_Data to process_
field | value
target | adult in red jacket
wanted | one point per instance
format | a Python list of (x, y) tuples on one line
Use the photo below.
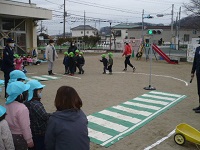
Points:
[(127, 53)]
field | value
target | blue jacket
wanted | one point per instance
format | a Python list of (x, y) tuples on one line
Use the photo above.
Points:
[(196, 62), (8, 59), (67, 130)]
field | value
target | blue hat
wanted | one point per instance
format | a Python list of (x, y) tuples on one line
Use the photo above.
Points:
[(2, 110), (14, 89), (17, 74), (10, 40), (34, 84)]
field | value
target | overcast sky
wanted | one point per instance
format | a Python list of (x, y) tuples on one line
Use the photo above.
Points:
[(115, 11)]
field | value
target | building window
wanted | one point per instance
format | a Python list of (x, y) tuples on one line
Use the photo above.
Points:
[(186, 37)]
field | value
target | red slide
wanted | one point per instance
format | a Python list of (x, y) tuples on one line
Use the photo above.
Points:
[(163, 55)]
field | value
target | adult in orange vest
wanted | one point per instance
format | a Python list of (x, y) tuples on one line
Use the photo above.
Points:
[(127, 53)]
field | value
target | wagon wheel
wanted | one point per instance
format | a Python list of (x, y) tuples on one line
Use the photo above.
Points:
[(179, 139)]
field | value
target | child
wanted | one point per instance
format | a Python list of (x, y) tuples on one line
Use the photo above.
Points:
[(105, 63), (66, 62), (37, 113), (72, 63), (18, 62), (110, 63), (6, 140), (81, 62), (67, 127), (29, 60), (18, 115), (36, 61)]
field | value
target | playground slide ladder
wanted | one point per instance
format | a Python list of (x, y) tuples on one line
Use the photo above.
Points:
[(163, 55)]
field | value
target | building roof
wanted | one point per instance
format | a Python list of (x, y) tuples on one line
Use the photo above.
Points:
[(81, 27), (125, 26), (23, 10)]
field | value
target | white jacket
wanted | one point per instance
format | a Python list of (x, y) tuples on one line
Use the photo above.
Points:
[(6, 140)]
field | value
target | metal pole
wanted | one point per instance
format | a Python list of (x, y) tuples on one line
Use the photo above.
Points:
[(110, 35), (143, 26), (64, 21)]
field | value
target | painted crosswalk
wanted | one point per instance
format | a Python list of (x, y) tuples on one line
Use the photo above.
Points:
[(114, 123), (44, 77)]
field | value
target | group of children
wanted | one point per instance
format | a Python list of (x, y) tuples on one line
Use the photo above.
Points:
[(22, 61), (25, 124), (107, 63), (72, 60)]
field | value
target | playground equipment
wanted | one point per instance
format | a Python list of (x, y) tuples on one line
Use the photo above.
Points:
[(185, 132)]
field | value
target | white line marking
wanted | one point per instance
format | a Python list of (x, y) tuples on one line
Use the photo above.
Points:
[(150, 101), (119, 135), (39, 78), (142, 105), (120, 116), (186, 83), (133, 111), (107, 124), (98, 135), (49, 77), (158, 97), (160, 141), (166, 94)]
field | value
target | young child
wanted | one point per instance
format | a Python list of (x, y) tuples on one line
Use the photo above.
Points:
[(6, 140), (105, 63), (18, 62), (18, 115), (37, 113), (110, 62), (36, 61), (81, 62), (29, 60), (66, 62), (72, 63)]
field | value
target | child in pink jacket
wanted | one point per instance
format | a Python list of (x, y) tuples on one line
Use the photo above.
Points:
[(18, 62), (18, 115)]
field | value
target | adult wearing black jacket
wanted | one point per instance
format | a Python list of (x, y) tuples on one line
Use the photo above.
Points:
[(8, 61), (72, 48), (196, 67)]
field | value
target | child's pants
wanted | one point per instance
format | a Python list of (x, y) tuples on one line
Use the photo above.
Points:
[(19, 142)]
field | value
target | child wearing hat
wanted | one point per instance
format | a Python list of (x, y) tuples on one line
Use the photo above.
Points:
[(105, 63), (18, 115), (72, 63), (66, 62), (37, 113), (6, 140), (110, 62)]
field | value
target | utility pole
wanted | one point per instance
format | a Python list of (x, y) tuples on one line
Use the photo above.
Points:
[(179, 26), (143, 26), (84, 24), (172, 23), (64, 21)]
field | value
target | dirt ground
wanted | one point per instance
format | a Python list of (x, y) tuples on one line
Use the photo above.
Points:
[(99, 91)]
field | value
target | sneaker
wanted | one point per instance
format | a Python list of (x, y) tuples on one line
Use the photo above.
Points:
[(197, 108)]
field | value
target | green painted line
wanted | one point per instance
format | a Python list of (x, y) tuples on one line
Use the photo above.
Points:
[(122, 109)]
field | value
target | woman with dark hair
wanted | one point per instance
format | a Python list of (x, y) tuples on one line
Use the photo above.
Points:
[(67, 127), (18, 115), (6, 140), (37, 113)]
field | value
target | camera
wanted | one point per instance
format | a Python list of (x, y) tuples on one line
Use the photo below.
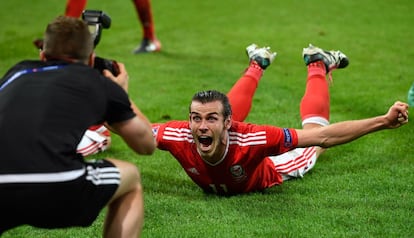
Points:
[(98, 20)]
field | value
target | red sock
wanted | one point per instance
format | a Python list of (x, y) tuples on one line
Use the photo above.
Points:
[(143, 8), (74, 8), (241, 94), (315, 102)]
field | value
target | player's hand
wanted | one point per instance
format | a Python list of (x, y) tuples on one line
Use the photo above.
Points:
[(397, 115), (121, 79)]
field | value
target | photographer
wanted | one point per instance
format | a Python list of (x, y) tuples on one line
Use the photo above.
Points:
[(45, 108)]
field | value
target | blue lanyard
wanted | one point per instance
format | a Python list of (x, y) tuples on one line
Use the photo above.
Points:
[(27, 71)]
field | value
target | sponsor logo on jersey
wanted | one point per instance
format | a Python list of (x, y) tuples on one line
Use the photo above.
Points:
[(288, 137), (193, 171)]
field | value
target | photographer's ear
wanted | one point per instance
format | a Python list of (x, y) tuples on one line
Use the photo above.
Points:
[(91, 61)]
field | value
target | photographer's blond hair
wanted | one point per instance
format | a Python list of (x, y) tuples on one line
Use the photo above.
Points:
[(68, 38)]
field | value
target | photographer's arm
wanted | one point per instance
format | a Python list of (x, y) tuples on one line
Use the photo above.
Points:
[(136, 132), (343, 132)]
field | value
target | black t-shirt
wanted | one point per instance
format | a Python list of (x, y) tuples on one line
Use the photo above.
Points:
[(45, 108)]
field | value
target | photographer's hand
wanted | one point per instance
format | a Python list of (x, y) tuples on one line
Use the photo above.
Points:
[(121, 79)]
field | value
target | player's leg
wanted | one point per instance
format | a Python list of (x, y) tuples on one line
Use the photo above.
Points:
[(149, 42), (314, 110), (242, 92), (126, 208), (74, 8), (315, 103)]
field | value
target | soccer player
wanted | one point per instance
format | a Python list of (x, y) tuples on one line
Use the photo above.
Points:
[(226, 156), (411, 96), (149, 42), (46, 105)]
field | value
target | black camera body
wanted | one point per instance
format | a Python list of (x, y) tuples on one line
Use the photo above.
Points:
[(98, 20)]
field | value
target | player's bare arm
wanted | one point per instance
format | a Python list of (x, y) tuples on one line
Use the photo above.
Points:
[(343, 132)]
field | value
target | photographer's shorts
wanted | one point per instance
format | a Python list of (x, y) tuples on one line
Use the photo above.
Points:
[(60, 204)]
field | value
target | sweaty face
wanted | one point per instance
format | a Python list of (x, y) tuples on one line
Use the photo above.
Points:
[(209, 129)]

_Objective_
Extract each line of the records above that contains the string "hand", and treat uppercase and lowercase letters as different.

_Result below_
target | player's hand
target | photographer's hand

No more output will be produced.